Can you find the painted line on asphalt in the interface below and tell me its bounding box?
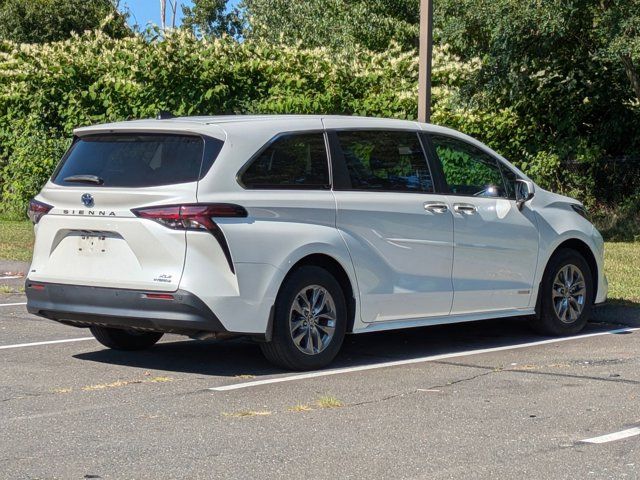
[580,427,640,443]
[209,328,640,392]
[0,337,95,350]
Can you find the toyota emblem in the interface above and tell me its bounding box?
[81,193,93,207]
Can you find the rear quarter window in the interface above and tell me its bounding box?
[52,134,223,187]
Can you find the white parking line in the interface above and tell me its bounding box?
[580,427,640,443]
[209,328,640,392]
[0,337,95,350]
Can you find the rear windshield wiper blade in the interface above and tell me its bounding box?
[64,175,104,185]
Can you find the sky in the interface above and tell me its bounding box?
[120,0,240,27]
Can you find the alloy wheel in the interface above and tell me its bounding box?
[552,264,587,323]
[289,285,337,355]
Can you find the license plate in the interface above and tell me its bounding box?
[78,235,107,255]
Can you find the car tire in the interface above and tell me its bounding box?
[532,249,594,336]
[260,266,347,370]
[89,327,163,351]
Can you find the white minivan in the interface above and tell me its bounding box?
[26,116,607,370]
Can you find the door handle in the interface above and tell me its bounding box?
[453,203,478,215]
[424,202,449,213]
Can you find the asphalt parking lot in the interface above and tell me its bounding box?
[0,284,640,479]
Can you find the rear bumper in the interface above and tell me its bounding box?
[25,279,227,336]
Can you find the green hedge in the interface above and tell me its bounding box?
[0,32,558,218]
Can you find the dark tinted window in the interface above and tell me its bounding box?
[500,163,518,200]
[240,133,329,188]
[338,131,433,192]
[431,135,508,197]
[53,134,212,187]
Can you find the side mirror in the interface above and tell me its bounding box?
[516,179,536,210]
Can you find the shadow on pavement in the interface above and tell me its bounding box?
[74,304,640,377]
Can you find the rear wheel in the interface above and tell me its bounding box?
[533,249,593,336]
[260,266,347,370]
[89,327,163,350]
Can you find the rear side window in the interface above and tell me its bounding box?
[53,134,215,187]
[240,133,330,189]
[338,131,434,193]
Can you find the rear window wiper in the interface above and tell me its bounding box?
[63,175,104,185]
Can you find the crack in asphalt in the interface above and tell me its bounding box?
[345,369,501,408]
[433,361,640,385]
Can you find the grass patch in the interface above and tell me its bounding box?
[0,220,33,262]
[604,242,640,303]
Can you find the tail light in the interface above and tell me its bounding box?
[131,203,248,273]
[27,200,53,225]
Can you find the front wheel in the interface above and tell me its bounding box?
[260,266,347,370]
[533,249,593,336]
[89,327,163,350]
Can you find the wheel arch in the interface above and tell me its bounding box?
[278,253,356,332]
[542,238,600,301]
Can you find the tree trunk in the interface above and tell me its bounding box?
[160,0,167,32]
[620,54,640,102]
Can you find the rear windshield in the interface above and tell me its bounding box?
[53,134,222,187]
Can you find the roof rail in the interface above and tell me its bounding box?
[156,110,176,120]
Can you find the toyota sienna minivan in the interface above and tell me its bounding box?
[26,116,607,370]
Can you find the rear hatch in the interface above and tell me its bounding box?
[29,132,222,291]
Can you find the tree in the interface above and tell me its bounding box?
[182,0,242,37]
[595,0,640,103]
[243,0,419,51]
[0,0,130,43]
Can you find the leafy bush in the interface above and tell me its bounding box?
[0,27,620,217]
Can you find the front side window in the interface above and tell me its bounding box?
[431,135,509,198]
[240,133,330,189]
[337,131,434,192]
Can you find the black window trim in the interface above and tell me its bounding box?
[423,130,522,200]
[236,129,333,191]
[327,126,439,195]
[49,130,219,189]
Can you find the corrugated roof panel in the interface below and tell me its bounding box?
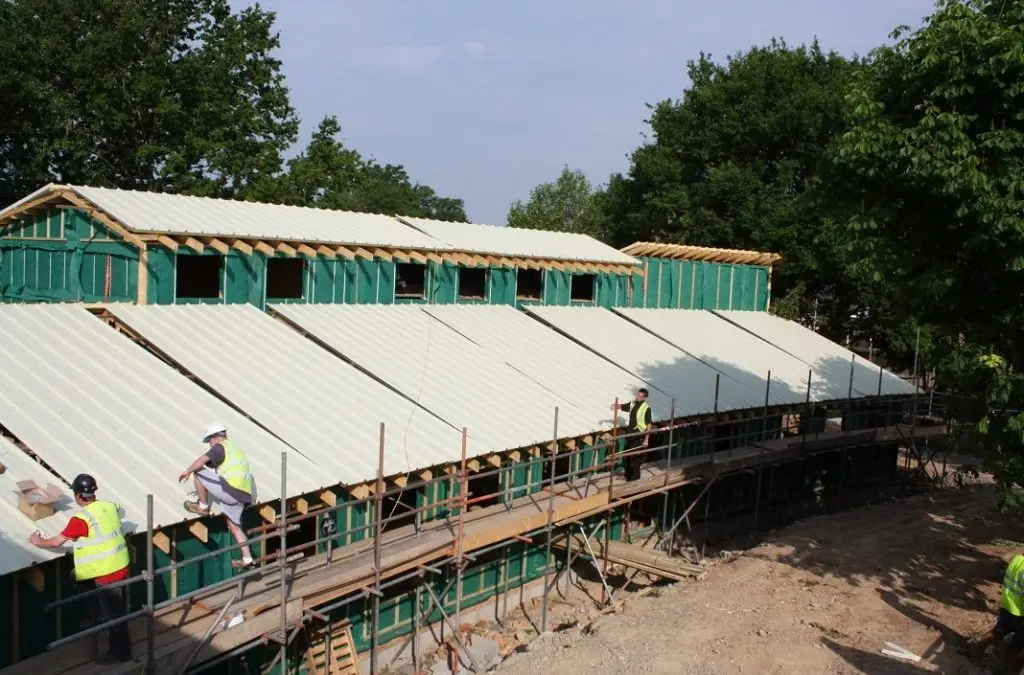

#####

PROMPT | Turn the items above, from their first line up to and including the line with "[0,32,558,218]", into a numbered list without blank lines. Leave the pictures out.

SOLUTION TO THE EXERCISE |
1. Can you find the painted line on asphalt in the interface below and tell me its bounding box?
2. [580,427,640,443]
3. [209,328,640,392]
4. [0,337,95,350]
5. Can you find the toyota emblem in the interface above and tell me its bounding box?
6. [81,193,93,207]
7. Can you find the rear quarter window in the interface above and tell me its bounding box?
8. [52,134,223,187]
9. Can you find the white parking line in the interface above and tell me its bounding box?
10. [580,427,640,443]
11. [209,328,640,392]
12. [0,337,95,350]
13. Can you find the rear windshield wiper blade in the interface above and tell me its bounding box?
14. [64,175,104,185]
15. Can you find the sky in the interface above and tell me its bounding box?
16. [120,0,240,27]
17. Can you find the alloy wheel in the interface above and tell me its bounding box?
18. [552,264,587,323]
19. [289,285,337,355]
20. Can you find the license plate in the interface above and tell me its bounding box?
21. [78,235,107,255]
22. Can you find the car tire in the interface above and tell me its bounding box?
23. [532,249,594,336]
24. [260,266,347,370]
25. [89,327,163,351]
26. Can you find the white minivan in the interface above and tell me its bounding box?
27. [26,116,607,370]
28. Can you find the door handle in the interface above and tell me its bounding box?
29. [453,203,478,215]
30. [424,202,449,213]
31. Can you find the asphalt parking lot in the interface above and tell me its bounding box?
32. [0,284,640,479]
33. Can you find the rear bumper in the interface above and tell me its bounding box?
34. [25,279,227,336]
35. Can you find the green hedge in the interface above and tell me its bounding box?
36. [0,32,558,218]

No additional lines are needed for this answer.